## Source document
--- begin ---
It's all part of the endless fight against proprietary systems. When cloud providers started using 'optimized' images the response was to move everything above the VM to 'container' level. The same thing happened in the VM boom once hardware makers started adding binary blob drivers to bare metal.
We'll just keep building layers as manufacturers try to lock the lower ones down :)
Basically, the cost of spinning VMs is coming down drastically (with Hyper.sh and Intel ClearContainers offering 200ms boot) and it is now feasible to run your apps on a personal cloud sandbox. You data resides in that box and runs code you have approved; away from the prying eyes of FB, Google and the government. Everyone's facebook will be an individually hosted app, talking to each other over agreed upon protocols; as opposed to exchanging data within the facebook infra.
Of course, a lot of UX and engineering problems need to be solved along the way. Provisioning a personal sandbox cannot be any harder than creating an account on a Social Network. Beiber's sandbox will need to distribute data to 105M followers efficiently. You'll need to patch vulnerabilities at scale, so there needs to be some trust model for applying patches. You need relays to overcome censorship etc.
What you - and the personal facebook case - are really describing is IndieWeb, and already developing movement of home-building your social media and linking with others implementing open protocols.
The main issue just now is that writing (or deploying) IndieWeb platforms and hosting them is the preserve of geeks, and it will not take off and displace current platforms until we can make it trivial for Mom and Dad to join us.
Sounds like https://urbit.org. Their vision is to build a personal cloud atop existing infrastructure where apps/data are all user owned, decentralized, among other things (globally referentially transparent file system, auth/identity services provided by the network, guaranteed message delivery, etc.).
Wouldn't this be good for shutting down unused VMs in order to save money when renting infrastructure? Most website can go "down" during the night and when a user tries to connect to it, it would take 0.2s extra, but after that it would stay on.
Now that I think of it, spiders/bots might activate it beforehand. You could use robots.txt, but not all spiders/bots seem to follow those "rules".
Heroku actually does this for their free instances. They "sleep" servers after iirc 30 minutes of inactivity, and they wake up again after the first request, which takes a few seconds longer as it boots up.
What does a website really do if it does nothing? What money does it consume? What else can you do with the machine it's on? Wouldn't moving VMs around accomplish the same goal?
It's definitely impressive, kinda like an own serverless implementation.
However, is there a point in shutting down the VM right away, other than being a cool demo? It seems to me that you could quite easily keep it around if there are more requests queued, and quickly spawn more workers if the queue gets too long. So a regular worker pool, just that the number of workers can be adjusted relatively quickly.
Shutting them down right away achieves a number of things, such as significantly better isolation between requests, and more protection against resource leaks.
Whether that'll be worth the cost remains to be seen - 250ms is still far too long for most uses, but if it can come down enough, it's attractive.
--- end ---
## Record extracts
--- begin ---
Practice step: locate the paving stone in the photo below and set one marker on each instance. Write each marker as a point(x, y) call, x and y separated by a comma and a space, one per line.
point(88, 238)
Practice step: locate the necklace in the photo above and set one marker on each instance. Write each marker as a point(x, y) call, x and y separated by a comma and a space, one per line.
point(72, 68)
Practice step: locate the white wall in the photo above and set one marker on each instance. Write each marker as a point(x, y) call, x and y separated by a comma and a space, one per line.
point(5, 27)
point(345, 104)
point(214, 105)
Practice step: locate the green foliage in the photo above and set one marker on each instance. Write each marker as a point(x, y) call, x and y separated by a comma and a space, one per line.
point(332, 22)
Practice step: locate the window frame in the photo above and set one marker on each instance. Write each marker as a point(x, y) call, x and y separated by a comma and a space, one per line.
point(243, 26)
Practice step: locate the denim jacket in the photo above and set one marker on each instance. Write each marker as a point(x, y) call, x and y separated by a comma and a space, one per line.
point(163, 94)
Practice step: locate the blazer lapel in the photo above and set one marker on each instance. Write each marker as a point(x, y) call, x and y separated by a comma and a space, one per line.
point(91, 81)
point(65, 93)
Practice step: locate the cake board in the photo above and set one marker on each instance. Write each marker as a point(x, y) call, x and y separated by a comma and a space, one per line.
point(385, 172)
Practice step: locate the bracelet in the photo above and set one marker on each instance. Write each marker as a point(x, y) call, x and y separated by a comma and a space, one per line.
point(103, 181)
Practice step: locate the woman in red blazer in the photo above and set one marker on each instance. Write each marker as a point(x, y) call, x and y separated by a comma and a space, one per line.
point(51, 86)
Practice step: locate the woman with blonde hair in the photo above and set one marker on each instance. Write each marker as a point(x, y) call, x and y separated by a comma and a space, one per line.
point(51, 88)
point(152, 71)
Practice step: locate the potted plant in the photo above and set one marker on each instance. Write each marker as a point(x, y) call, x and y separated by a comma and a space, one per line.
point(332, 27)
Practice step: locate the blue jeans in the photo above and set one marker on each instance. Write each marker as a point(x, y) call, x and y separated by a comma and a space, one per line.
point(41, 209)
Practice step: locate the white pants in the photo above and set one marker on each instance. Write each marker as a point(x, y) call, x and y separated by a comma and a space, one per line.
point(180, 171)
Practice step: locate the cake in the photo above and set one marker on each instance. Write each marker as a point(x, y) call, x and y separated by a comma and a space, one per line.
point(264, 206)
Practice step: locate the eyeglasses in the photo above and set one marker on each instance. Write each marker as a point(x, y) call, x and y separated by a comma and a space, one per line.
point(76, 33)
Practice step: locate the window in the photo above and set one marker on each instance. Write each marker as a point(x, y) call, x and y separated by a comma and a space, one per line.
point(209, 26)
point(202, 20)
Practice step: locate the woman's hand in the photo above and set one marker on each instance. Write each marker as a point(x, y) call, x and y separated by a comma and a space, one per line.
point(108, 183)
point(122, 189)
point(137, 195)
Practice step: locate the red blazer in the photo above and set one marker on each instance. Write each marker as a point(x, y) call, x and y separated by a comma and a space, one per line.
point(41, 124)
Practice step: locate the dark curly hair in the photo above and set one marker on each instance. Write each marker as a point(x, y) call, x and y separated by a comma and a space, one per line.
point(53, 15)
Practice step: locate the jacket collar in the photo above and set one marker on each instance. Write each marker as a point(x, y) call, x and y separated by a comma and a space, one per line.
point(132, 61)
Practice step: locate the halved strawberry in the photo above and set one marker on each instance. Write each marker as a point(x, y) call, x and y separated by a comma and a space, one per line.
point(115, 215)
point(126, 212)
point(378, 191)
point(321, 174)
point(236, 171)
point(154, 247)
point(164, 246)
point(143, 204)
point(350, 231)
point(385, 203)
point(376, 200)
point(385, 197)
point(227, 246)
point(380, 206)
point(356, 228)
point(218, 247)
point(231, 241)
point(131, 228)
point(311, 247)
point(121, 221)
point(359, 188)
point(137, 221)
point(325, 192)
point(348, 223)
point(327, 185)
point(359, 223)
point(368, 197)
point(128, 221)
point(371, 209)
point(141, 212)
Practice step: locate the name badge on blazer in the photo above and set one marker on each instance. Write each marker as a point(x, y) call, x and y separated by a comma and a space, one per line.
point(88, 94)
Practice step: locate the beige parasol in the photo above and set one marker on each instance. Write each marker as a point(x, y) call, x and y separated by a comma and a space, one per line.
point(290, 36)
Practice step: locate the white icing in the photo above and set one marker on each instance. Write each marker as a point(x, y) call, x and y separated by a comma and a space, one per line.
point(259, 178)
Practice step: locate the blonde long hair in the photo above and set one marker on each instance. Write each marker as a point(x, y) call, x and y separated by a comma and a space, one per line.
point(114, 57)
--- end ---
## Directions for this task
Could you extend the forum discussion about fast-booting VMs and personal cloud sandboxes with a few more posts that pick up after its last comment?

## The reply
I couldn't get to the site, but assuming this is running Linux I wrote a paper about how fast you could boot a Linux minimal userspace on QEMU a couple of years ago[1]. In short if you're willing to heavily customize the kernel, qemu and userspace then you can get it down to 100-150ms on i7-type hardware, but probably not much lower. Using a distro kernel, distro qemu and so on, you're stuck with 400-600ms (which is fine for certain uses, eg better security for containers like Kata Containers is doing).
Also worth noting I wrote a bunch of benchmarking tools to help optimize this case[2].
Thanks for the links. I've looked at Clear Containers/Hyper/Kata before, and it's absolutely looking good. It's very interesting to see your work on going into details on it, though.
I really hope this can be pushed further down to the point where it gets viable to for more use cases. Of course, we can always use something lighter than Linux, but being able to start with Linux and pare down is potentially so much easier for many types of applications.
It's similar in intention, but "serverless is just `cgi-bin`" misses a lot of nuance. Zerg and cgi-bin are solving different problems and with different implementations. It's extremely difficult, if not impossible in some environments, to get the same kind of isolation with cgi-bin that you do out of a VM.
Is it? I'm under the impression that cgi-bin is a way to serve requests from the local computer, while Zerg is a way to spawn _other_ server instances to handle the request (and in Erlang, specifically).
Yes, but you could let a load balancer handle that for you, and you might not need as many computers to handle the requests if it didn't take 250ms to start.
Booting a VM should be "as complex" as fork. And the memory image of the booted OS should be identical on each load before the end user specific data is loaded.
"Prefork" these VMs by spraying that image over physical memory in advance, jump to them on a request. memcopy a new VM over them on exit.
VM spawn rate should be the memcopy rate, if the MMU is powerful enough, should only be the amount of memory mutated during a request.
I have written a few web services in the past where this kind of isolation would have been great. Services doing file conversion of untrusted input with software that isn't hardened for that case (in my case converting PDF to png and postscript).
It seems I managed to get through right before it went down. Sort of a neat idea. But is it really worth starting up a new VM for each request? That seems to be the majority (380 ms?) of the time spent.
Slightly off-topic: the page lists be time for an android phone to boot as 50 seconds. Is that correct? I remember iPhones used to take forever but I recently realized that they sing to boot extremely fast. I have no idea when that change happened.
Just tested my Pixel 1. It takes 24 seconds from button press to lock screen, and another 18 seconds for me to type my password and display everything on the home screen, but I'm a slow mobile typer and my password is 16 characters.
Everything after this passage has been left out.